Objective: Print each of the lines below without changing a character, from the first to the last. Leave the pictures out.

Material provided:
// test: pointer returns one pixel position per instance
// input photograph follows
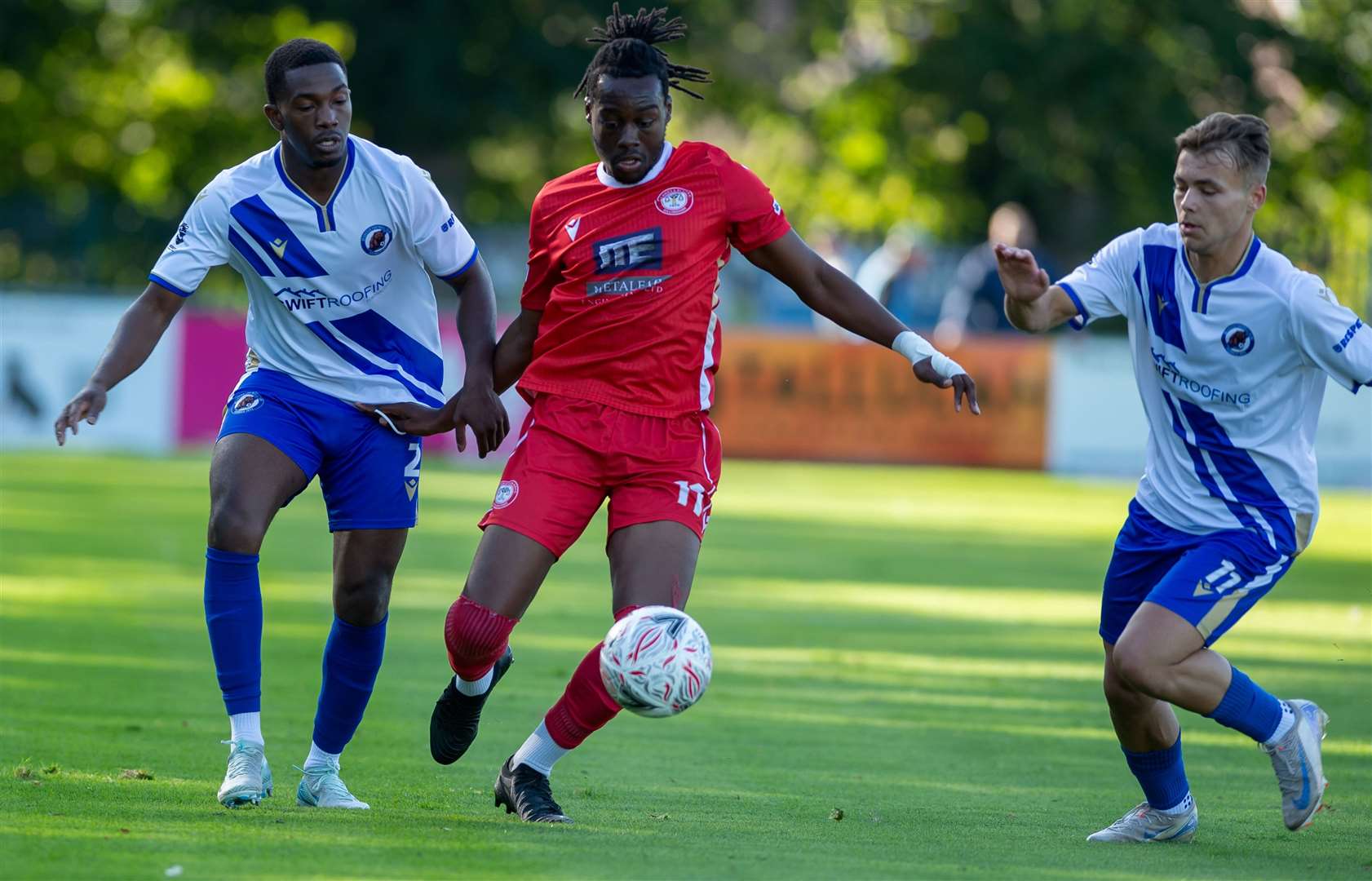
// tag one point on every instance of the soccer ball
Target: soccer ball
(656, 662)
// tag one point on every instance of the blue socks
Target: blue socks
(233, 615)
(1247, 708)
(352, 661)
(1161, 774)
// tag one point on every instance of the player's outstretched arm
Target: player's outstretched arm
(516, 349)
(135, 338)
(1031, 302)
(478, 405)
(839, 298)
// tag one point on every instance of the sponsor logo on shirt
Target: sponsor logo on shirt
(246, 402)
(376, 239)
(1168, 372)
(1348, 336)
(305, 299)
(675, 201)
(630, 285)
(637, 250)
(505, 493)
(1238, 339)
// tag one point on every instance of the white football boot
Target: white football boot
(249, 778)
(324, 788)
(1144, 824)
(1299, 766)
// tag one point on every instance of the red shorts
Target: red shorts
(573, 454)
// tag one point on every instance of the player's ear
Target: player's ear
(273, 116)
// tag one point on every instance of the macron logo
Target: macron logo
(1348, 336)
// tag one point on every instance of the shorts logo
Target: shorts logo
(1219, 581)
(1238, 339)
(376, 239)
(505, 493)
(246, 402)
(675, 201)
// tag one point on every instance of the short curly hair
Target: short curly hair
(1241, 138)
(299, 52)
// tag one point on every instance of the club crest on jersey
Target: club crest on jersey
(675, 201)
(376, 239)
(246, 402)
(1238, 339)
(505, 493)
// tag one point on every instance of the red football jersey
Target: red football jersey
(626, 277)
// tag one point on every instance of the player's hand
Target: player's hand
(1020, 273)
(961, 384)
(86, 405)
(478, 406)
(409, 418)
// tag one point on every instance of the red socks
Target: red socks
(585, 706)
(476, 637)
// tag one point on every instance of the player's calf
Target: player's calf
(478, 651)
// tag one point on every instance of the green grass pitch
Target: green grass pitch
(914, 648)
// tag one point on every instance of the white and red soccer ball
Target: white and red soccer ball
(656, 662)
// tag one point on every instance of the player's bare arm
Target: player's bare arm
(839, 298)
(135, 338)
(1031, 302)
(516, 349)
(478, 405)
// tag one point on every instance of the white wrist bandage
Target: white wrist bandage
(917, 349)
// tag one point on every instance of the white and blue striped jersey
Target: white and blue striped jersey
(339, 294)
(1231, 375)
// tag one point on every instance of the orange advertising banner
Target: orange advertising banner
(799, 397)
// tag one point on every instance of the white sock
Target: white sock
(1180, 808)
(539, 751)
(476, 686)
(1283, 726)
(319, 760)
(246, 726)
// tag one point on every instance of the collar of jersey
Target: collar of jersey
(324, 213)
(1201, 297)
(605, 177)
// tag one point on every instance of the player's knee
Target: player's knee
(1138, 670)
(235, 527)
(475, 637)
(362, 600)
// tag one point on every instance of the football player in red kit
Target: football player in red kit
(617, 349)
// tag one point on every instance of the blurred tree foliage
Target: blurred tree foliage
(858, 113)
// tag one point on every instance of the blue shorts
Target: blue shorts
(1208, 579)
(370, 474)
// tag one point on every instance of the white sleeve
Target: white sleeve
(442, 241)
(199, 245)
(1100, 289)
(1331, 336)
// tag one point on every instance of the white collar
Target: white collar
(605, 177)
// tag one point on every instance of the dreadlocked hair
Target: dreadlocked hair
(629, 50)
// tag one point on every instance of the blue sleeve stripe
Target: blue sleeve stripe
(1082, 316)
(162, 281)
(466, 267)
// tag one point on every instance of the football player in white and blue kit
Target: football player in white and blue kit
(334, 237)
(1231, 349)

Exercise solution:
// test: pointer returns one pixel position per instance
// input photograph follows
// tag one point on every instance of the soccer ball
Target: soccer ball
(656, 662)
// tag one point on every instance of the blue socks
Target: blue socks
(233, 615)
(1247, 708)
(352, 661)
(1161, 774)
// tag one point on every instance of the player's outstretched arm
Target: player's outstretched arm
(516, 349)
(135, 338)
(1031, 302)
(478, 405)
(839, 298)
// tag one point on every instance of the sponsor logo on shirt
Target: sponsor logo on shirt
(246, 402)
(376, 239)
(1168, 372)
(1348, 336)
(305, 299)
(675, 201)
(630, 285)
(637, 250)
(505, 493)
(1238, 339)
// tag one point on every instance of the white football boot
Target: white football boot
(249, 778)
(324, 788)
(1144, 824)
(1299, 766)
// tag one point on every instance of the red shorts
Target: red shorts
(573, 454)
// tag one point on every instance of the player's ear
Target: player's ear
(273, 116)
// tag one point on every instance of the macron logo
Target: macron logo
(1348, 336)
// tag one point on every instance of the shorts logo
Target: shorts logo
(1219, 581)
(1238, 339)
(376, 239)
(505, 493)
(246, 402)
(675, 201)
// tag one point on every instance of the short curly hair
Target: short curly hair
(1241, 138)
(299, 52)
// tag one point on every instance of the club crest on jersey
Target: club crest on jersey
(675, 201)
(376, 239)
(246, 402)
(1238, 339)
(505, 493)
// tag one point on every instance of the red football jersey
Target: red football jersey
(626, 277)
// tag one point on every instance of the player's hand
Target: player's hand
(1020, 273)
(961, 384)
(86, 405)
(478, 406)
(409, 418)
// tag one point on every instance of the red socks
Target: red socks
(585, 706)
(476, 637)
// tag one point on every instance of the player's calf
Target: player's calf
(478, 651)
// tag one point on every instance of the green grass pitch
Target: green grass pitch
(914, 648)
// tag one point on every instance of the white and red soccer ball
Target: white and red soccer ball
(656, 662)
// tag one point on every instance of the player's bare arm
Target: player's bare arm
(839, 298)
(135, 338)
(1031, 302)
(516, 349)
(478, 405)
// tag one point on every instance of the white wrist bandage
Target: white wrist bandage
(917, 349)
// tag one point on every instance of the white and blue striped jersey
Target: white and blue striped jersey
(339, 294)
(1231, 375)
// tag one point on every instance of the orange advertising banner
Target: orange advertising banner
(799, 397)
// tag one point on every instance of the white sock
Target: white sock
(1180, 808)
(539, 751)
(476, 686)
(1283, 726)
(319, 760)
(246, 726)
// tag one point on every instance of the collar of jersey
Target: collar of jersey
(324, 213)
(1201, 297)
(605, 177)
// tag one point on every instance of the player's knee
Target: player's knee
(1138, 670)
(235, 527)
(475, 637)
(362, 600)
// tag one point on every instance of the football player in red kit
Target: football player in red kit
(617, 349)
// tag one point on every instance of the blurred tree foliage
Target: blurred tree foliage
(858, 113)
// tag one point on every instance of the blue shorts
Target: blue shorts
(1208, 579)
(370, 474)
// tag one point on every instance of the white sleeve
Target: white sleeve
(442, 241)
(199, 245)
(1100, 289)
(1331, 336)
// tag one point on every instance of the white collar
Target: white collar
(605, 177)
// tag one point on every instance of the dreadlocked hair
Target: dreadlocked hair
(629, 50)
// tag one point on every instance of the blue sleeve stripe
Target: blue sleeve stripe
(1082, 316)
(162, 281)
(466, 267)
// tag one point on every instance of the football player in white and blue kit
Target: football player in white and blue kit
(334, 237)
(1231, 349)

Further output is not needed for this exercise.